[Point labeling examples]
◇ ◇ ◇ ◇ ◇

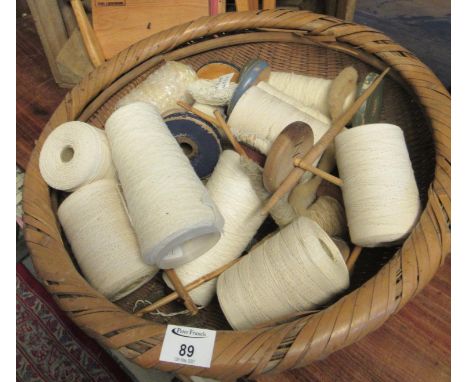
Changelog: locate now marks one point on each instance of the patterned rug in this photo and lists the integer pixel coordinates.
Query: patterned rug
(49, 347)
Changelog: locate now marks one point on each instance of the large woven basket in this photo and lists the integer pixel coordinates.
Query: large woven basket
(385, 279)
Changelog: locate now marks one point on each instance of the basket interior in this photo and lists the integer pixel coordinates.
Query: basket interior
(399, 107)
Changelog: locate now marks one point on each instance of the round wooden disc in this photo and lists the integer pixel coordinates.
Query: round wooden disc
(293, 142)
(214, 70)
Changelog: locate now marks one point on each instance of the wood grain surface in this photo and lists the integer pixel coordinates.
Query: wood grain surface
(118, 27)
(37, 94)
(412, 346)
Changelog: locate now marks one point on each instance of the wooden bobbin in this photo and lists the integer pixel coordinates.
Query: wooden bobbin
(317, 150)
(181, 290)
(194, 284)
(298, 162)
(294, 141)
(306, 162)
(370, 110)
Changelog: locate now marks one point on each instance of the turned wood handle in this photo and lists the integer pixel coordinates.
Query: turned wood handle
(316, 171)
(222, 123)
(314, 153)
(181, 291)
(89, 38)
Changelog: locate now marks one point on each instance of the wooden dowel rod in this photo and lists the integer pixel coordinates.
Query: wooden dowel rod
(222, 123)
(181, 291)
(314, 153)
(174, 295)
(353, 257)
(201, 114)
(316, 171)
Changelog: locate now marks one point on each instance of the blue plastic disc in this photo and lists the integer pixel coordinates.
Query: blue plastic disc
(197, 139)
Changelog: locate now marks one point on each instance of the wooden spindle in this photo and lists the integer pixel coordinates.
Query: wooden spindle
(313, 154)
(353, 258)
(222, 123)
(316, 171)
(181, 291)
(196, 283)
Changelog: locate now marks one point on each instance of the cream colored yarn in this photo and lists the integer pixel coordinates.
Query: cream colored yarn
(379, 191)
(75, 154)
(232, 191)
(258, 118)
(164, 87)
(102, 239)
(212, 92)
(313, 112)
(297, 269)
(282, 213)
(207, 109)
(311, 91)
(329, 214)
(173, 215)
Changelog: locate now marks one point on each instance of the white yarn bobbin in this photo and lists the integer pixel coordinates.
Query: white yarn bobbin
(258, 118)
(238, 203)
(311, 91)
(213, 92)
(379, 190)
(75, 154)
(103, 241)
(208, 109)
(297, 269)
(313, 112)
(173, 215)
(164, 87)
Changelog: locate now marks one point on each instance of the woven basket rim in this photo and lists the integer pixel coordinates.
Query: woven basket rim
(294, 344)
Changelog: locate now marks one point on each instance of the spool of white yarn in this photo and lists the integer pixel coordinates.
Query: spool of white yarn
(311, 91)
(258, 118)
(232, 191)
(313, 112)
(75, 154)
(164, 87)
(208, 109)
(216, 92)
(379, 191)
(173, 215)
(297, 269)
(103, 241)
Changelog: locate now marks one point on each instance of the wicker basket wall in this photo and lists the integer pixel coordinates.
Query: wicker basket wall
(385, 279)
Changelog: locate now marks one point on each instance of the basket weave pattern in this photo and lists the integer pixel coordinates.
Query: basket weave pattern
(290, 345)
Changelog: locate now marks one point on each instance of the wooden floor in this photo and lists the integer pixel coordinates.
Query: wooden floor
(412, 346)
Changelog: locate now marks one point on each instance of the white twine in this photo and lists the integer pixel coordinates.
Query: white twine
(75, 154)
(233, 193)
(312, 111)
(102, 239)
(379, 191)
(212, 92)
(311, 91)
(164, 87)
(258, 118)
(208, 109)
(173, 215)
(297, 269)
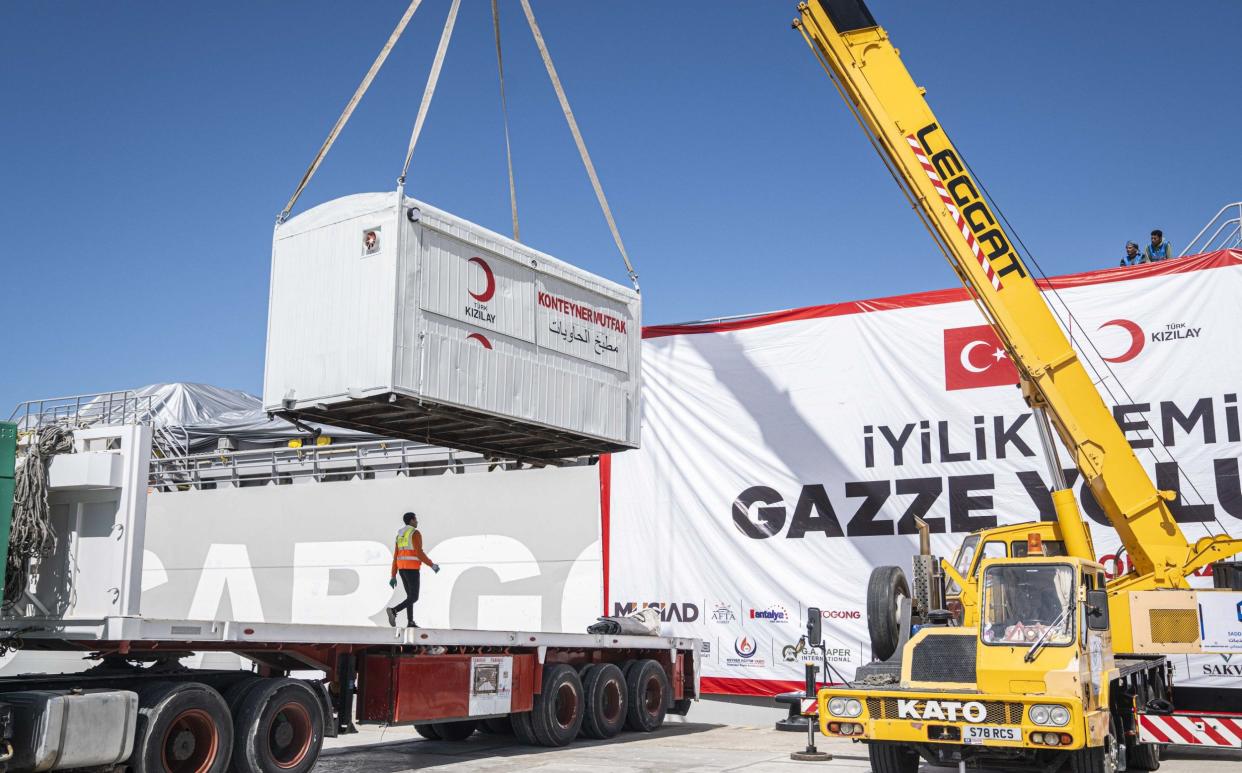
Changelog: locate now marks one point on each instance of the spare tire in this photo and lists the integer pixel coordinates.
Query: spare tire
(887, 584)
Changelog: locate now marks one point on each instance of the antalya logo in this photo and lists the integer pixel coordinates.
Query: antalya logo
(744, 646)
(773, 614)
(974, 357)
(1171, 331)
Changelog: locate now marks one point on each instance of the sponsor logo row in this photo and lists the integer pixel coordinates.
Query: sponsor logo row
(724, 613)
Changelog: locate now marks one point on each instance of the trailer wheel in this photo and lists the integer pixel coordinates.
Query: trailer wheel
(888, 757)
(886, 585)
(648, 696)
(278, 727)
(496, 726)
(558, 712)
(456, 731)
(183, 727)
(431, 732)
(606, 701)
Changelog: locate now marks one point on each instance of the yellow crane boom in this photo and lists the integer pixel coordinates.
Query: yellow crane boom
(891, 107)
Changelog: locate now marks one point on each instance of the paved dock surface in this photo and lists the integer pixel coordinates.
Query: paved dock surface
(689, 747)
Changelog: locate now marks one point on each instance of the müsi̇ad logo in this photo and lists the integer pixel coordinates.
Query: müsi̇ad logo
(974, 357)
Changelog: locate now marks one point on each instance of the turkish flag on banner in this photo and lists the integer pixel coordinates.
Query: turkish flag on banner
(974, 357)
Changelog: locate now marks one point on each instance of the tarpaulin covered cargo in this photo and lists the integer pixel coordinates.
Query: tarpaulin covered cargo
(409, 322)
(786, 455)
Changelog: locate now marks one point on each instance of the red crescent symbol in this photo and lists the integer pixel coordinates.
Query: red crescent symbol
(483, 297)
(481, 338)
(1135, 341)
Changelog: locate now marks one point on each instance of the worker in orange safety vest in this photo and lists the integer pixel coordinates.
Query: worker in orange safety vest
(407, 558)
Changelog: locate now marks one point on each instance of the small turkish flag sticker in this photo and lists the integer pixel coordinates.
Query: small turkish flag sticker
(974, 357)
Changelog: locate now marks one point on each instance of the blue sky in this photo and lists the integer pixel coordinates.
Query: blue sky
(147, 147)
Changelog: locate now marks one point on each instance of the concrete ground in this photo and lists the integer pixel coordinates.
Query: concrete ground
(682, 747)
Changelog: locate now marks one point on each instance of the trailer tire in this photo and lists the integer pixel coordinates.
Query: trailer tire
(647, 695)
(892, 757)
(278, 728)
(559, 707)
(884, 587)
(430, 732)
(181, 723)
(497, 726)
(606, 701)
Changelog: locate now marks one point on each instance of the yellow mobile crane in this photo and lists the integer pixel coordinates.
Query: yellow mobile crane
(1027, 674)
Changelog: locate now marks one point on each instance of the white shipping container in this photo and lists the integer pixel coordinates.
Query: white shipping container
(409, 322)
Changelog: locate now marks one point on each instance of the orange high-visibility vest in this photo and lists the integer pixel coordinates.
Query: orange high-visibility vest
(409, 549)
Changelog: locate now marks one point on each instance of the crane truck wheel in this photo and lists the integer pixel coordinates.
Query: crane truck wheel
(648, 696)
(884, 588)
(888, 757)
(277, 728)
(181, 726)
(559, 707)
(605, 690)
(1096, 758)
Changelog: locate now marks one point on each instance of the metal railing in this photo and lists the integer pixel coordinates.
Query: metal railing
(1225, 228)
(85, 410)
(314, 464)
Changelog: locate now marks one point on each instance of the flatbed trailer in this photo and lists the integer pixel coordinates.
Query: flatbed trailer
(157, 715)
(140, 708)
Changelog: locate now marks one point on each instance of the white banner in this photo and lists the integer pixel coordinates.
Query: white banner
(785, 456)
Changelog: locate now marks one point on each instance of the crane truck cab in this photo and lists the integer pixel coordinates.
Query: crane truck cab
(1035, 681)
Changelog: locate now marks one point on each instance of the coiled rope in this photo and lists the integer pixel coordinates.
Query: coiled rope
(32, 535)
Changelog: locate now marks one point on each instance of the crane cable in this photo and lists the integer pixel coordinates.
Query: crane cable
(349, 109)
(430, 88)
(504, 116)
(578, 139)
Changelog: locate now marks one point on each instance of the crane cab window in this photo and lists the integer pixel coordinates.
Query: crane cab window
(1028, 603)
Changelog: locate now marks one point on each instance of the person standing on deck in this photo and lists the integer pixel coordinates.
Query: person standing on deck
(407, 559)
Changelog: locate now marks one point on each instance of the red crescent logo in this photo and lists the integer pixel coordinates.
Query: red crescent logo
(1135, 341)
(489, 290)
(481, 338)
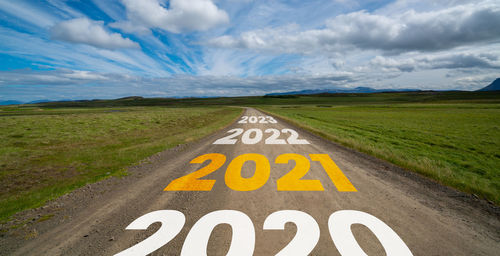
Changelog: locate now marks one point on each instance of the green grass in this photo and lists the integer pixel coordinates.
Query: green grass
(45, 152)
(455, 144)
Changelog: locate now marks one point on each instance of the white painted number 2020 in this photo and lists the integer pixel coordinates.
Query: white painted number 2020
(254, 136)
(243, 232)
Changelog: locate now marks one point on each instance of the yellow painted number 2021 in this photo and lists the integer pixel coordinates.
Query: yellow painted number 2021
(292, 181)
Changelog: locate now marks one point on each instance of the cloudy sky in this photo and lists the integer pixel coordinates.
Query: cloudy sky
(84, 49)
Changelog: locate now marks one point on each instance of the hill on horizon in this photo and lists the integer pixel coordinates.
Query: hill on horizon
(341, 90)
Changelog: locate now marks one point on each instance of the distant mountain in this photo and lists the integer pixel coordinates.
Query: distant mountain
(10, 102)
(341, 90)
(495, 86)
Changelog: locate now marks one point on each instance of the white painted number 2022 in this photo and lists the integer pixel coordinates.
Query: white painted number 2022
(243, 232)
(254, 136)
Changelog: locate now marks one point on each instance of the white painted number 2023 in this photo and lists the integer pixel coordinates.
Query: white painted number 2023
(243, 232)
(257, 119)
(254, 136)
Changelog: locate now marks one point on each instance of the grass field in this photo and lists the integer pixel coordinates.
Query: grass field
(46, 152)
(456, 144)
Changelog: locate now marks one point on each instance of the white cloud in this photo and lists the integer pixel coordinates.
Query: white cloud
(85, 31)
(455, 60)
(408, 31)
(28, 13)
(180, 16)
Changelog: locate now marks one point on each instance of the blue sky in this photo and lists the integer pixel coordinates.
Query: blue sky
(76, 49)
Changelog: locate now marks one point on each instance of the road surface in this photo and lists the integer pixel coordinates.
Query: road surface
(428, 218)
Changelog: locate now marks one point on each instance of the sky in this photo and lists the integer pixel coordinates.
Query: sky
(101, 49)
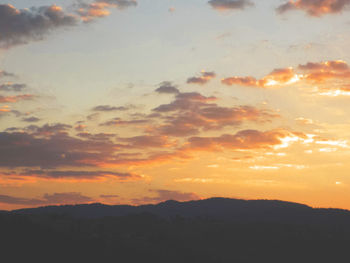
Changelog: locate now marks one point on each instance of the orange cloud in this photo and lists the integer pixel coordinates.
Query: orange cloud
(223, 5)
(100, 8)
(242, 140)
(331, 77)
(12, 99)
(277, 77)
(203, 79)
(315, 8)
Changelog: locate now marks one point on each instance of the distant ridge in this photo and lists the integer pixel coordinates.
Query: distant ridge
(213, 208)
(216, 230)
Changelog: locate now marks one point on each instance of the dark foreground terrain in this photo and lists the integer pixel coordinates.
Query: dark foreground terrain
(213, 230)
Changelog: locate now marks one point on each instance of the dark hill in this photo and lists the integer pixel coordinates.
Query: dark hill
(215, 230)
(214, 208)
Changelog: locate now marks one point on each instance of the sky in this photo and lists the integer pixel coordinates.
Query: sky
(141, 101)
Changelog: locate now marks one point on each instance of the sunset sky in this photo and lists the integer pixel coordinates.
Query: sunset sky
(141, 101)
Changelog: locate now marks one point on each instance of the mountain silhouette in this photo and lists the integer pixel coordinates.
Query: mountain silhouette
(212, 230)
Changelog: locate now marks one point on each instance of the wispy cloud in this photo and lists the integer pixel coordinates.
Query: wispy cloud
(315, 8)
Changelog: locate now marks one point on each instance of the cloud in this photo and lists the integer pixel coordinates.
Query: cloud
(191, 113)
(31, 119)
(165, 195)
(148, 141)
(203, 79)
(278, 77)
(12, 87)
(315, 8)
(21, 26)
(13, 99)
(4, 73)
(47, 199)
(71, 174)
(100, 8)
(222, 5)
(120, 122)
(50, 147)
(332, 78)
(166, 87)
(242, 140)
(106, 108)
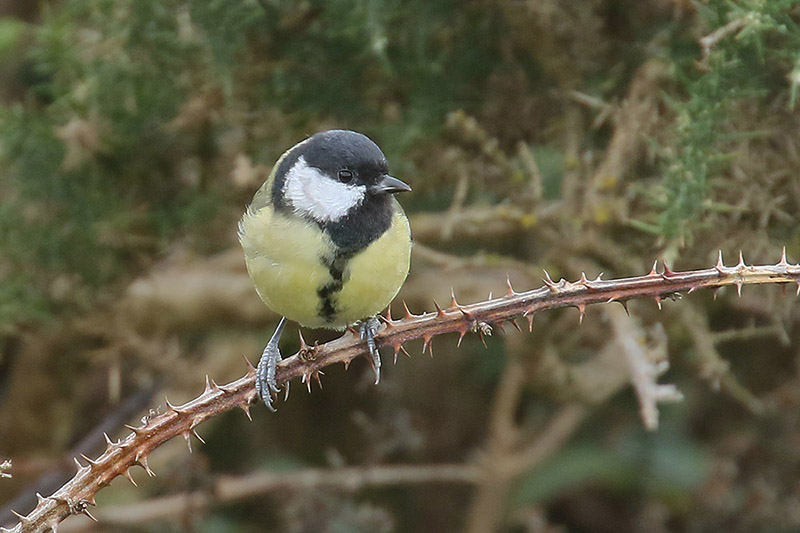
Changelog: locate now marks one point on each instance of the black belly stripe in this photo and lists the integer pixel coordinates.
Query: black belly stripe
(327, 293)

◇ ◇ ◇ ◇ ◇

Beginning at the line that contains "the dark hill", retype each line of the data above through the very last one. Do not retype the pictures.

EXERCISE ANSWER:
Changelog: locate now marks one point on each instance of the dark hill in this photo and lists the integer pixel coordinates.
Query: dark hill
(215, 230)
(214, 208)
Changelog: locate now marks one point on each instance of the sky in this photo and lists the integer pixel coordinates.
Query: sky
(141, 101)
Changelog: locate now marks one point on each instance of the sunset sky in this photo and lists the integer pixel coordinates.
Query: sunset sky
(141, 101)
Changelog: locate now marks one point on each instance of the mountain silhouette in this photo and lists the integer pixel coordinates.
Query: mountain silhouette
(212, 230)
Changelog: locate now marks one point on each instance of the wispy cloud in this photo and lists the integer pixel coordinates.
Query: wispy cloud
(315, 8)
Changelog: locate now marks one point on each instance of the cloud in this photo and lists the integer pixel coordinates.
Query: cloud
(191, 113)
(31, 119)
(165, 195)
(148, 141)
(203, 79)
(278, 77)
(12, 87)
(315, 8)
(21, 26)
(13, 99)
(4, 73)
(47, 199)
(71, 174)
(100, 8)
(222, 5)
(120, 122)
(50, 147)
(332, 78)
(166, 87)
(242, 140)
(106, 108)
Changelog: locate now marks one point on each instance of the black belly stripe in this photo and lists the integer pixel coordinates.
Query: black belly stripe
(327, 293)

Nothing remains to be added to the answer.